■ Data in this exercise:
## Start

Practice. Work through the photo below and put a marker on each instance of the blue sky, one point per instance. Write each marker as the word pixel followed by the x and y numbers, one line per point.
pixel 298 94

## End
## Start

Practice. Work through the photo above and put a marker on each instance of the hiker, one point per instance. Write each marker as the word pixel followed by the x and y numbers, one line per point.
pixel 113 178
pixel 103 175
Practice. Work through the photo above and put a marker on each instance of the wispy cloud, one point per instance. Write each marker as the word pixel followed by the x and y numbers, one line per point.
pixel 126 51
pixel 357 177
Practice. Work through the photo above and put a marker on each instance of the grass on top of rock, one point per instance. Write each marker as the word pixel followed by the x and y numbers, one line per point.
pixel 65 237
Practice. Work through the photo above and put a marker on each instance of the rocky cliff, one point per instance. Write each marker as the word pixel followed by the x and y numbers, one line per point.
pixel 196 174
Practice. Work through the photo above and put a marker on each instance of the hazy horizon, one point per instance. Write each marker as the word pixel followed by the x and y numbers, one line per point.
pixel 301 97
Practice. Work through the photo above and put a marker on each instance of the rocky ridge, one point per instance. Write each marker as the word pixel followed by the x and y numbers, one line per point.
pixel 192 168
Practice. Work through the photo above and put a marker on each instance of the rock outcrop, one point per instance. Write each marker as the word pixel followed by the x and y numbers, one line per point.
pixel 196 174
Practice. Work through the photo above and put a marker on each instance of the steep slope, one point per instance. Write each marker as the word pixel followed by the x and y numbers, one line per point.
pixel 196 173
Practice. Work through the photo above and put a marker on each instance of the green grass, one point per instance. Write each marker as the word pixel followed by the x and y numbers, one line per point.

## End

Can you turn the records into a JSON list of strings, one string per line, leaving out blank lines? Begin at the line that has "of the hazy" and stop after the line that has "of the green".

[
  "Practice. Work through the photo above and put a marker on each instance of the hazy horizon, one point per instance. Write each marker as the word pixel followed by the x and y numbers, one line per point.",
  "pixel 301 97",
  "Practice. Work through the photo above and put a marker on each instance of the rocky ridge, one point per instance. Write each marker as the word pixel followed by the x and y numbers, one line per point.",
  "pixel 192 168",
  "Practice. Work through the photo above and put a marker on each instance of the rock outcrop, one point per instance. Write each marker as the word pixel followed by the x and y numbers, one line per point.",
  "pixel 196 174",
  "Practice. Work through the photo above and put a marker on each instance of the steep slope, one point per instance. Write each marker as the word pixel followed by the x and y numbers, one line per point.",
  "pixel 196 173",
  "Practice. Work through the photo above and put a marker on each instance of the green grass, one point per instance. Write each marker as the word pixel followed by the x and y numbers, one line per point."
]